═══ Material supplied

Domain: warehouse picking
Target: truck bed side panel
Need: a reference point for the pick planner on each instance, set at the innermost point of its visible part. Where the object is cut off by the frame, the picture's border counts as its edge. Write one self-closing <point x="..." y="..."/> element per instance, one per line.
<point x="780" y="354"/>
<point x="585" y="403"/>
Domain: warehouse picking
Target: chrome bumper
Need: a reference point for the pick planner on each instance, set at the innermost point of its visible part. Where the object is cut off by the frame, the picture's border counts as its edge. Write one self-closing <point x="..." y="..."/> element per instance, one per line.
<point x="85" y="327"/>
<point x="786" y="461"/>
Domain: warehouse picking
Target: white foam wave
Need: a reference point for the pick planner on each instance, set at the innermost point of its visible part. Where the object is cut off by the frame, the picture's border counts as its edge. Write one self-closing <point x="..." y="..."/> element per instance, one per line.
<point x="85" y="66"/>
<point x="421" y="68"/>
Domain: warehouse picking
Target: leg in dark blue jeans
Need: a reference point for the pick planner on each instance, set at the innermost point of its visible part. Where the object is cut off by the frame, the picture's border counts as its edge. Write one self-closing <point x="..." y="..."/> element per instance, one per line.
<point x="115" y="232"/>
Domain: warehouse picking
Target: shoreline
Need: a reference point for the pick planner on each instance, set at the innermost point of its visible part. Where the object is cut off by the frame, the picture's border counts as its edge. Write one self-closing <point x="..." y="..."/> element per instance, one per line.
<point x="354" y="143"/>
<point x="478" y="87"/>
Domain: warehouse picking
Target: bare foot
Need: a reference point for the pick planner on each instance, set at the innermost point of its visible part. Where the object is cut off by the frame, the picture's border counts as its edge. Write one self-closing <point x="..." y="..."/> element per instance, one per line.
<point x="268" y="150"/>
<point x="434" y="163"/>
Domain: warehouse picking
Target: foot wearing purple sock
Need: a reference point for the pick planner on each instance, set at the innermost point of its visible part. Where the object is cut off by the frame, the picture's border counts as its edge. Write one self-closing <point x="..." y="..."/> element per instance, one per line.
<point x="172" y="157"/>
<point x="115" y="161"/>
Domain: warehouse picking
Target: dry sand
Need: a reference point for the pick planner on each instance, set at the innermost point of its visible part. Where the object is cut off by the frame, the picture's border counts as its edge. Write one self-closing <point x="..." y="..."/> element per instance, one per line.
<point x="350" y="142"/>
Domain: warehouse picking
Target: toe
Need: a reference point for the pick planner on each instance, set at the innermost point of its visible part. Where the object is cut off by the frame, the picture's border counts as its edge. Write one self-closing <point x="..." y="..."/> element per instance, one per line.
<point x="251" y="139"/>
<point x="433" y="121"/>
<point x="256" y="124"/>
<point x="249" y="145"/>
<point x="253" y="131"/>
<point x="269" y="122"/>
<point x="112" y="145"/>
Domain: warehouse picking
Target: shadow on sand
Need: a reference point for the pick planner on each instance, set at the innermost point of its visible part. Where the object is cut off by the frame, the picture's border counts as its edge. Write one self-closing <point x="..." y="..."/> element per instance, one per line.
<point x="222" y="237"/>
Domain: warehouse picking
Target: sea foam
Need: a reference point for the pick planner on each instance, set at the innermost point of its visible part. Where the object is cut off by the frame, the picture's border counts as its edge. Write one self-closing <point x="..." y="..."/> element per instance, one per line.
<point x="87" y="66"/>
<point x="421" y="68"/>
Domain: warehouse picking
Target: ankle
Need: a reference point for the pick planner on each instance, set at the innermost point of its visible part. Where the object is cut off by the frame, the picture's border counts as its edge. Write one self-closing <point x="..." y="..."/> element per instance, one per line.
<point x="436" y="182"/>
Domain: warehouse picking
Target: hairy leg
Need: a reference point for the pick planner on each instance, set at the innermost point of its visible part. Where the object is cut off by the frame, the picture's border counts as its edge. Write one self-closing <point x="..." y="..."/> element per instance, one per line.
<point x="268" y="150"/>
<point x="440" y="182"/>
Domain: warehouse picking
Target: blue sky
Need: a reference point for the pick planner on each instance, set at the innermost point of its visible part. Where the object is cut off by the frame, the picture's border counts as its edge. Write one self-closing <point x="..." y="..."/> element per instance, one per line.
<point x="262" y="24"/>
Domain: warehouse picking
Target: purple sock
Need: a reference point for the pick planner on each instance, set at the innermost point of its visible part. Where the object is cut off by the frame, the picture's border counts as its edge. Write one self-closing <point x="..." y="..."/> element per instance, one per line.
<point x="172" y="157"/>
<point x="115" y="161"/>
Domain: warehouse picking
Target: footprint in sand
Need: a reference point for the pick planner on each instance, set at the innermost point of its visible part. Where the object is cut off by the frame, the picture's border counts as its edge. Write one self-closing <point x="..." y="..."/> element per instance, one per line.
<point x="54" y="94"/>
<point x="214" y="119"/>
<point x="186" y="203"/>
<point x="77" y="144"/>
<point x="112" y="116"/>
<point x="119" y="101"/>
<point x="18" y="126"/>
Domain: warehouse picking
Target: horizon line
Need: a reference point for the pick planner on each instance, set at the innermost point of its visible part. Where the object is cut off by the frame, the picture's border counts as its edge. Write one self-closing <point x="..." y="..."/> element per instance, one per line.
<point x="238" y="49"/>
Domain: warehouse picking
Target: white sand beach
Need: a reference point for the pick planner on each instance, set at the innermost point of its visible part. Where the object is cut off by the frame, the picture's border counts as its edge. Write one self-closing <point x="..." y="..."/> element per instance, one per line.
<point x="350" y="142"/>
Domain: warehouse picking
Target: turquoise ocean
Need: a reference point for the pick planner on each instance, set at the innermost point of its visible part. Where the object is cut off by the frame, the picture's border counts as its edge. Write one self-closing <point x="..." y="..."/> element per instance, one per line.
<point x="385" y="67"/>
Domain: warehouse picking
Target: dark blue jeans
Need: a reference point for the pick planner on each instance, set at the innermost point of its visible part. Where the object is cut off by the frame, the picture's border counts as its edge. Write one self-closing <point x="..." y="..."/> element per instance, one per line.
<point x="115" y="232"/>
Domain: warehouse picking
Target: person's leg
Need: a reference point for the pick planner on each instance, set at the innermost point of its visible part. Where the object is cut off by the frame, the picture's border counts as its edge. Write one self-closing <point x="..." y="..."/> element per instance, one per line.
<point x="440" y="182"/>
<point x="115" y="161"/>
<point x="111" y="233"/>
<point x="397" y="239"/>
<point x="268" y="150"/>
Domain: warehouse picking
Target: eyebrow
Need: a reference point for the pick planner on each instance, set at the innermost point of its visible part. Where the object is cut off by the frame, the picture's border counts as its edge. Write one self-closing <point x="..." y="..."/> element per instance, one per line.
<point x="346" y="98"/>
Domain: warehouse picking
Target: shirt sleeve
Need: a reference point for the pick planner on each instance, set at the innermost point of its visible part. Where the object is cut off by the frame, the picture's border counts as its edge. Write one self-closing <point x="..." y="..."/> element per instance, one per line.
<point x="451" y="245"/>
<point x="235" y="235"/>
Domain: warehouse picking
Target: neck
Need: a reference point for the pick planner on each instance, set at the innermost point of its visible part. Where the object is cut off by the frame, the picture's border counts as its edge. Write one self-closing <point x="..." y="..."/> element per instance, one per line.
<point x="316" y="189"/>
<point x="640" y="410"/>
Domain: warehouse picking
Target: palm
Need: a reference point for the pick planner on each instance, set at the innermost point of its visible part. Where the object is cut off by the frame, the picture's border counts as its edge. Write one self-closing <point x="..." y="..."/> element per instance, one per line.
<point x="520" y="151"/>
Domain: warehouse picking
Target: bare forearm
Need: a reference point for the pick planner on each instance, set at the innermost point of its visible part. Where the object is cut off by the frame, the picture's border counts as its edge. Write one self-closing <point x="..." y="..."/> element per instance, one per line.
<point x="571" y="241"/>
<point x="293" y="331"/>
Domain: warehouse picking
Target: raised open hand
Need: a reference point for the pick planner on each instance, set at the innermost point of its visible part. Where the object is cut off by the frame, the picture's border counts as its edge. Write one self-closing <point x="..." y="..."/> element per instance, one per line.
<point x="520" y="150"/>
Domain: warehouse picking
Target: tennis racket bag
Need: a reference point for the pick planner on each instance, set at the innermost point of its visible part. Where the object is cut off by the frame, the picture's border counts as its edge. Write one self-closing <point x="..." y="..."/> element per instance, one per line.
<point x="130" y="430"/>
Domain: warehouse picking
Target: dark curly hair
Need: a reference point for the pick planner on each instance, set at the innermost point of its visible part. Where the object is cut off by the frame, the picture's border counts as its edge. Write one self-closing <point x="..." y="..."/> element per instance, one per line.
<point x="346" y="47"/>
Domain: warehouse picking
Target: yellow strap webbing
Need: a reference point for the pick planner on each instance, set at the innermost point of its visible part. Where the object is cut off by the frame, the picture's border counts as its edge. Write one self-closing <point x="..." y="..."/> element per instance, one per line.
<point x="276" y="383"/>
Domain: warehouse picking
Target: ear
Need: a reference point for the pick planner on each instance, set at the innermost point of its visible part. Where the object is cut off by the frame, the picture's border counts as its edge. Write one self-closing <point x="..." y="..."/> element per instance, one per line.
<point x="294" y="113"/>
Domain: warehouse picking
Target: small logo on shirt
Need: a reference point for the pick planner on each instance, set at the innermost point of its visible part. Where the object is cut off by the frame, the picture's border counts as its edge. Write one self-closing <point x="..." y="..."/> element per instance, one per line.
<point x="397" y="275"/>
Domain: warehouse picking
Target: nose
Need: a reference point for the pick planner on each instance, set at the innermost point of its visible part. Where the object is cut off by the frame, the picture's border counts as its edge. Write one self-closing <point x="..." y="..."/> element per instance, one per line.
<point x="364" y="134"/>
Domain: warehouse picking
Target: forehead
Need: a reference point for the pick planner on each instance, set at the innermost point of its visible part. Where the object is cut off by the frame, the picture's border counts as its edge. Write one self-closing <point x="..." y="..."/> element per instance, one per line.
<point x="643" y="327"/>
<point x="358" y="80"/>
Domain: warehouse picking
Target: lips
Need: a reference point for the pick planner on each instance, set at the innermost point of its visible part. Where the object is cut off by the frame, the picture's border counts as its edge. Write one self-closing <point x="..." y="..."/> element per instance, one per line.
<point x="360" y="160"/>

══════

Written exercise —
Select every line in the records above that contains the word "sand", matching case exactly.

Exercise solution —
Target: dry sand
Target: shadow on sand
Target: footprint in sand
Target: white sand beach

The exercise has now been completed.